• **TASK REQUIREMENTS**
Every record needs to be restated word for word.

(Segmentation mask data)
Segment Open

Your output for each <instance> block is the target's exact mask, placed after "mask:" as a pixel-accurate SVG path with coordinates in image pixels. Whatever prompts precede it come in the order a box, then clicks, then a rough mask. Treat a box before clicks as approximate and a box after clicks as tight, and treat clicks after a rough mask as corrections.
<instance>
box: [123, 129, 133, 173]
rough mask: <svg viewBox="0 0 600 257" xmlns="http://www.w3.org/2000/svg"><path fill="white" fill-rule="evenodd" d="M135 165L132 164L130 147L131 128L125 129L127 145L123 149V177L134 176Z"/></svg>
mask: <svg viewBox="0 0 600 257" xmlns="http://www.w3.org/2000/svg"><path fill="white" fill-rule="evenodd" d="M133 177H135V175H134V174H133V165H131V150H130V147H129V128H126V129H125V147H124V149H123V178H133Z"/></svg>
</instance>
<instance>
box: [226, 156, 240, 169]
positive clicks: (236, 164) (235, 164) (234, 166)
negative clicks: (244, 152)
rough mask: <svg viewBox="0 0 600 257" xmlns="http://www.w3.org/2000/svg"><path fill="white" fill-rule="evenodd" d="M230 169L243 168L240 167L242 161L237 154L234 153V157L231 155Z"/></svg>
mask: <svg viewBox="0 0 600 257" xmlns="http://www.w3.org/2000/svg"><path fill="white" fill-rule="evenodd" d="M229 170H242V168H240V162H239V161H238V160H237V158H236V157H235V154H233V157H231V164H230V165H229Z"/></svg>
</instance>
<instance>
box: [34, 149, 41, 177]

Segment Closed

• **TASK RESPONSE**
Your output for each <instance> block is the target's exact mask, placed after "mask:" as a pixel-accurate SVG path with coordinates in image pixels. Whatever prompts precede it come in the order a box, then clicks, then a rough mask. Treat a box before clicks as approximate and a box after clicks as tight, and treat clicks after a rough mask as corrections.
<instance>
box: [123, 129, 133, 173]
rough mask: <svg viewBox="0 0 600 257" xmlns="http://www.w3.org/2000/svg"><path fill="white" fill-rule="evenodd" d="M135 165L132 164L130 147L131 128L125 129L127 145L123 149V177L134 176Z"/></svg>
mask: <svg viewBox="0 0 600 257" xmlns="http://www.w3.org/2000/svg"><path fill="white" fill-rule="evenodd" d="M133 177H135V175H134V174H133V165H131V150H130V147H129V128H126V129H125V147H124V149H123V178H133Z"/></svg>
</instance>
<instance>
box: [226, 156, 240, 169]
positive clicks: (236, 164) (235, 164) (234, 166)
negative clicks: (244, 152)
rough mask: <svg viewBox="0 0 600 257" xmlns="http://www.w3.org/2000/svg"><path fill="white" fill-rule="evenodd" d="M230 169L243 168L240 167L242 161L237 154L234 153V157L231 155Z"/></svg>
mask: <svg viewBox="0 0 600 257" xmlns="http://www.w3.org/2000/svg"><path fill="white" fill-rule="evenodd" d="M229 170H242V168H240V162H239V161H238V160H237V158H236V157H235V154H233V157H231V164H230V165H229Z"/></svg>
</instance>
<instance>
box: [34, 149, 41, 177]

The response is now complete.